__Instructions for the task__. Lines before the one containing "# pick out a" are to be left out; that line and all after it, through the end of the material below, are to be written out exactly.

**********

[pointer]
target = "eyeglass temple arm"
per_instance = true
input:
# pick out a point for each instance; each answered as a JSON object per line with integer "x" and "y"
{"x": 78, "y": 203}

**********

__Completed exercise__.
# pick out a point for each instance; each answered as a JSON object per line with integer "x" and "y"
{"x": 78, "y": 203}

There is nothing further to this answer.